Robert McNamara era ministro de Defensa de Estados Unidos cuando el presidente Lyndon B. Johnson inició la “Guerra contra la Pobreza”. Inspirado por esta experiencia, como presidente del Banco Mundial, McNamara inició en 1973 un combate global contra la pobreza absoluta, a la que prometió erradicar “antes de fin de siglo”.
Años más tarde, el presidente republicano Ronald Reagan se burló de su antecesor demócrata diciendo que “LBJ declaró la guerra contra la pobreza… y perdió”. Lo mismo puede decirse de McNamara. Cuarenta años después de iniciada esta guerra global, el Banco Mundial marca ahora el año 2030 como la fecha para terminarla.

+ + +

## Ejercicios propuestos:
**1.** Reproduce, del texto sobre la guerra contra la pobreza, el fragmento que va desde "Robert McNamara era" hasta "fecha para terminarla.".
**2.** Responde estas preguntas según el texto sobre la guerra contra la pobreza:
(a) ¿Qué cargo tenía McNamara cuando Johnson inició la "Guerra contra la Pobreza"?
(b) ¿En qué año inició McNamara el combate global contra la pobreza absoluta?
(c) ¿Qué año fija ahora el Banco Mundial para terminar esa guerra?

## Registros proporcionados:
+ + +

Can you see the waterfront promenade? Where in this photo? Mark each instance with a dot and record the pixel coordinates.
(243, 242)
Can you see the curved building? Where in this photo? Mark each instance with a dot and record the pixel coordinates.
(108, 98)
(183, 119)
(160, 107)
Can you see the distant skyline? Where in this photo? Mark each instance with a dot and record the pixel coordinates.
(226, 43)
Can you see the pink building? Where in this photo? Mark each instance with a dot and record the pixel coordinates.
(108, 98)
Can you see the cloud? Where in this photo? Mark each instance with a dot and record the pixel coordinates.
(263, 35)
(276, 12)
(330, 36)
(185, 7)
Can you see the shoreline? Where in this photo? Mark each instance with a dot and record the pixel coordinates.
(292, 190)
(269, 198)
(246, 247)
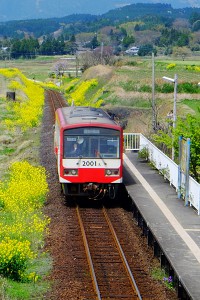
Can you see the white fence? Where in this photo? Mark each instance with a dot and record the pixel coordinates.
(166, 166)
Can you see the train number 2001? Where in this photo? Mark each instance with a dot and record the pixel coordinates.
(89, 163)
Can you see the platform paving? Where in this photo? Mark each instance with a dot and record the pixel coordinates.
(175, 226)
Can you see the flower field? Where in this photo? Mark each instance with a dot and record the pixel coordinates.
(23, 191)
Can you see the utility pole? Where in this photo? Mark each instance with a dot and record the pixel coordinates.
(175, 82)
(153, 94)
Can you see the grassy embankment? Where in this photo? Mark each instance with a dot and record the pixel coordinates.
(124, 86)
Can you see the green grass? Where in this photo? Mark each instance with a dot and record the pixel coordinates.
(194, 104)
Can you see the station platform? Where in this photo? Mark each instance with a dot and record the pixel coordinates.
(175, 226)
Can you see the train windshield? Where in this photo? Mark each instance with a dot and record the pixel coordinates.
(91, 142)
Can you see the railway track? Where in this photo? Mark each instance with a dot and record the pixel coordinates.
(56, 100)
(109, 269)
(113, 267)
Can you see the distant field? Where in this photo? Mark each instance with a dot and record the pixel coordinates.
(38, 68)
(129, 84)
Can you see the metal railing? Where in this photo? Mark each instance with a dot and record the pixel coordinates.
(167, 167)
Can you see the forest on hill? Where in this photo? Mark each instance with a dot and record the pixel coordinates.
(147, 26)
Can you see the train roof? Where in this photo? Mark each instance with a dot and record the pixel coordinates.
(81, 115)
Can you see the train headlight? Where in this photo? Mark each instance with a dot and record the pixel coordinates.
(108, 172)
(70, 172)
(112, 172)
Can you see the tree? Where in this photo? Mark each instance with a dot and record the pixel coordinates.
(146, 49)
(188, 128)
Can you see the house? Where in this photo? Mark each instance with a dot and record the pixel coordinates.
(132, 51)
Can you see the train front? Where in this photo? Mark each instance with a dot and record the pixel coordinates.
(92, 161)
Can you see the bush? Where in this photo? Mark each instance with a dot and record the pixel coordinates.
(14, 256)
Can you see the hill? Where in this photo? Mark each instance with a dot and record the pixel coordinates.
(76, 23)
(37, 9)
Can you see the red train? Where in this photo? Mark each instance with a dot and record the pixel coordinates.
(88, 145)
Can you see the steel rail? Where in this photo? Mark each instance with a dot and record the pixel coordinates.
(94, 280)
(131, 278)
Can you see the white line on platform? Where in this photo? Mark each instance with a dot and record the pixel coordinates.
(173, 221)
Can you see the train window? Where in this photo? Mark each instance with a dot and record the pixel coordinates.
(92, 145)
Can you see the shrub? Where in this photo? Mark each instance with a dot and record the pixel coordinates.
(14, 256)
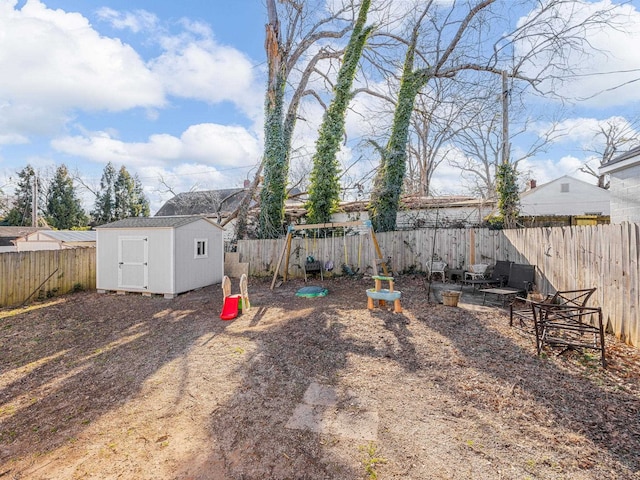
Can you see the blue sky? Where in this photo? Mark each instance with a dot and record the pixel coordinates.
(174, 91)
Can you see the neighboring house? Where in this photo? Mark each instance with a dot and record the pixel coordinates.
(565, 196)
(9, 234)
(160, 255)
(420, 212)
(55, 240)
(624, 186)
(214, 204)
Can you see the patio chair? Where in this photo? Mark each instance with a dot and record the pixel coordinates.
(476, 272)
(435, 267)
(570, 327)
(521, 313)
(498, 277)
(521, 280)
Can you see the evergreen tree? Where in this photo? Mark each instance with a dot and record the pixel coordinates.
(21, 212)
(121, 196)
(140, 205)
(389, 180)
(63, 209)
(508, 195)
(104, 209)
(324, 191)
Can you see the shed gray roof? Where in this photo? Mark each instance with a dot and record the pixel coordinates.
(155, 222)
(71, 235)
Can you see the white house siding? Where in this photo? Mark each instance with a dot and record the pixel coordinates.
(625, 195)
(194, 272)
(160, 268)
(411, 219)
(580, 199)
(34, 245)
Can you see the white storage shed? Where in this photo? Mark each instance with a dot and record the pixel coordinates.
(159, 255)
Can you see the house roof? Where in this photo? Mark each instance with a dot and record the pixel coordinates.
(71, 235)
(156, 222)
(206, 202)
(624, 160)
(7, 234)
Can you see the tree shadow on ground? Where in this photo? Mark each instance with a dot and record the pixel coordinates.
(85, 356)
(576, 395)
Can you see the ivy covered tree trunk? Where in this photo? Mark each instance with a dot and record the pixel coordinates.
(276, 164)
(508, 195)
(21, 213)
(104, 208)
(324, 190)
(387, 187)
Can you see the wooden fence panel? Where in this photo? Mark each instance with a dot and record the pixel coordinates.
(603, 256)
(26, 276)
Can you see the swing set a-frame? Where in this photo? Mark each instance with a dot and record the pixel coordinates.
(286, 250)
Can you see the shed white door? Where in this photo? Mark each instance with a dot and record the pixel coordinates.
(133, 266)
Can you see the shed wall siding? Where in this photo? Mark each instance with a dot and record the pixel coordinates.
(625, 195)
(160, 259)
(194, 272)
(581, 199)
(418, 218)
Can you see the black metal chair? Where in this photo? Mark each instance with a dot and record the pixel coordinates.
(521, 280)
(521, 313)
(570, 327)
(499, 276)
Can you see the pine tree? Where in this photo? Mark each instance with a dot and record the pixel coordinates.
(21, 213)
(324, 191)
(63, 209)
(121, 196)
(104, 209)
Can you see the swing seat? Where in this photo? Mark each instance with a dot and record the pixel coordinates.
(314, 266)
(384, 294)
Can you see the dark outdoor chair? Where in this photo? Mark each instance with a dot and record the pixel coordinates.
(499, 276)
(521, 280)
(521, 313)
(569, 326)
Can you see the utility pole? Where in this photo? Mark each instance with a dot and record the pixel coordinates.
(505, 118)
(34, 202)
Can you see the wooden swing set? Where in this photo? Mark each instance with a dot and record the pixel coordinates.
(286, 250)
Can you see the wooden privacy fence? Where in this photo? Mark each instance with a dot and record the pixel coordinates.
(26, 276)
(604, 256)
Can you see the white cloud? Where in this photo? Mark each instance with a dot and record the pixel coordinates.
(56, 60)
(55, 65)
(209, 144)
(137, 21)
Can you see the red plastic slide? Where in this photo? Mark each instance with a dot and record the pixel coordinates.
(230, 307)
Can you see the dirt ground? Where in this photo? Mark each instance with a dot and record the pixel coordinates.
(107, 386)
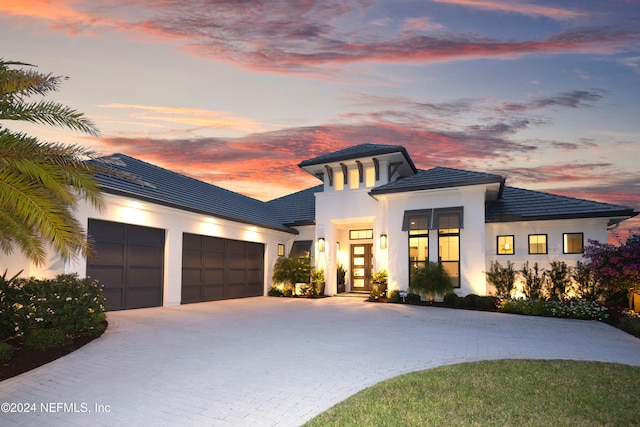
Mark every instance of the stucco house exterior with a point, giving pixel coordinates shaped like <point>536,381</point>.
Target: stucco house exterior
<point>169,239</point>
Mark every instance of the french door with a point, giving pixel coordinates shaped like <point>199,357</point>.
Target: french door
<point>361,264</point>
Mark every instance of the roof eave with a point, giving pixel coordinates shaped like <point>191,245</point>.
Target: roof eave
<point>114,191</point>
<point>375,191</point>
<point>624,215</point>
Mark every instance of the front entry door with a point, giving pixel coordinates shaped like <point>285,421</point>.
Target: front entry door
<point>361,264</point>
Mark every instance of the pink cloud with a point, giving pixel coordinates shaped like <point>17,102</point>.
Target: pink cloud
<point>520,8</point>
<point>293,36</point>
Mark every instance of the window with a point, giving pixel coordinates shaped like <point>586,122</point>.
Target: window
<point>449,251</point>
<point>338,180</point>
<point>418,243</point>
<point>573,243</point>
<point>354,178</point>
<point>301,249</point>
<point>361,234</point>
<point>505,245</point>
<point>537,244</point>
<point>370,176</point>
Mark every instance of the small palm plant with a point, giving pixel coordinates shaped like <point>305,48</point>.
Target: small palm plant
<point>432,280</point>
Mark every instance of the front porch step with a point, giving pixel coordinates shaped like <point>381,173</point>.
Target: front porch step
<point>352,295</point>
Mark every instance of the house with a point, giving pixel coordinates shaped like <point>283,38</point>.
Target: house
<point>168,239</point>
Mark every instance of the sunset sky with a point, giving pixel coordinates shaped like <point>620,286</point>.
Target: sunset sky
<point>237,93</point>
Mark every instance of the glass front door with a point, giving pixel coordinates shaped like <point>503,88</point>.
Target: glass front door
<point>361,263</point>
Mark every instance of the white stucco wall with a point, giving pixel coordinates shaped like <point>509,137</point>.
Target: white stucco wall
<point>175,222</point>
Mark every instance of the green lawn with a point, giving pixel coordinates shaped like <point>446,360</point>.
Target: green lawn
<point>498,393</point>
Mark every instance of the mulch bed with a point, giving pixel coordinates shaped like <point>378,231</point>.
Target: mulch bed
<point>24,358</point>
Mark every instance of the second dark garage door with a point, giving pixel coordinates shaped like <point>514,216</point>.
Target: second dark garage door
<point>214,268</point>
<point>129,262</point>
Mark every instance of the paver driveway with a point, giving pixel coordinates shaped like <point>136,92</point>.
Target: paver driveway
<point>275,361</point>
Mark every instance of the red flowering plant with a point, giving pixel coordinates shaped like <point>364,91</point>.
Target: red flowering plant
<point>615,268</point>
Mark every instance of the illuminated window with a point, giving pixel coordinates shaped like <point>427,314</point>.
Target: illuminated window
<point>573,243</point>
<point>370,176</point>
<point>361,234</point>
<point>505,245</point>
<point>354,178</point>
<point>449,251</point>
<point>537,244</point>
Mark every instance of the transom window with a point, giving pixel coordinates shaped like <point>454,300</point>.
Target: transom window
<point>361,234</point>
<point>505,245</point>
<point>537,244</point>
<point>573,243</point>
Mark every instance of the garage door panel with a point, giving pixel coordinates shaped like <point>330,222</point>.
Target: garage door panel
<point>214,244</point>
<point>192,276</point>
<point>214,260</point>
<point>230,268</point>
<point>213,292</point>
<point>142,297</point>
<point>144,276</point>
<point>146,236</point>
<point>190,241</point>
<point>129,263</point>
<point>190,294</point>
<point>145,255</point>
<point>114,299</point>
<point>108,253</point>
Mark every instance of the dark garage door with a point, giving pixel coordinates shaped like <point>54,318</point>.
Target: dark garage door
<point>128,263</point>
<point>215,268</point>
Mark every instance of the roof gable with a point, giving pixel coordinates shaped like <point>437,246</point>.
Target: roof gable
<point>358,151</point>
<point>164,187</point>
<point>296,209</point>
<point>438,177</point>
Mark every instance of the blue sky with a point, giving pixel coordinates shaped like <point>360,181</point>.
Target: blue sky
<point>237,93</point>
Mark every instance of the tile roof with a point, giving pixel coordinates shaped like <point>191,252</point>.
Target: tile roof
<point>518,204</point>
<point>358,151</point>
<point>438,177</point>
<point>297,208</point>
<point>168,188</point>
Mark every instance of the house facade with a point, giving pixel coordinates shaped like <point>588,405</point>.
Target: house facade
<point>166,239</point>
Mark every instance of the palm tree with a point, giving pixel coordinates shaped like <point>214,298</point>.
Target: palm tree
<point>41,183</point>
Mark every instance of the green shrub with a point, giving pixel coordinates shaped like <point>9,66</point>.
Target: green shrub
<point>12,322</point>
<point>44,339</point>
<point>6,352</point>
<point>630,325</point>
<point>534,281</point>
<point>486,302</point>
<point>586,286</point>
<point>431,280</point>
<point>275,292</point>
<point>559,283</point>
<point>450,299</point>
<point>394,296</point>
<point>413,298</point>
<point>502,278</point>
<point>67,303</point>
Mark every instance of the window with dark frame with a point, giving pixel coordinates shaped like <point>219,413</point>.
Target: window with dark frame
<point>361,234</point>
<point>505,245</point>
<point>573,243</point>
<point>538,244</point>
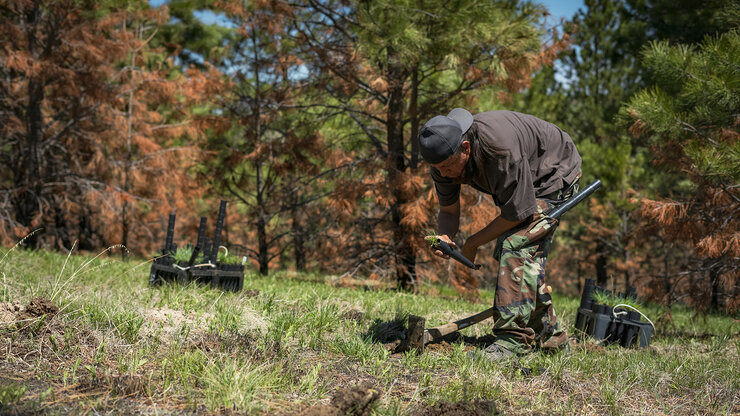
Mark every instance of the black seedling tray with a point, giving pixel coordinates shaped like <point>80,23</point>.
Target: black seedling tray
<point>226,276</point>
<point>599,322</point>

+ + +

## Respuestas:
**1.**
Robert McNamara era ministro de Defensa de Estados Unidos cuando el presidente Lyndon B. Johnson inició la “Guerra contra la Pobreza”. Inspirado por esta experiencia, como presidente del Banco Mundial, McNamara inició en 1973 un combate global contra la pobreza absoluta, a la que prometió erradicar “antes de fin de siglo”.
Años más tarde, el presidente republicano Ronald Reagan se burló de su antecesor demócrata diciendo que “LBJ declaró la guerra contra la pobreza… y perdió”. Lo mismo puede decirse de McNamara. Cuarenta años después de iniciada esta guerra global, el Banco Mundial marca ahora el año 2030 como la fecha para terminarla.

**2.**
(a) Era ministro de Defensa de Estados Unidos.
(b) La inició en 1973.
(c) Fija el año 2030.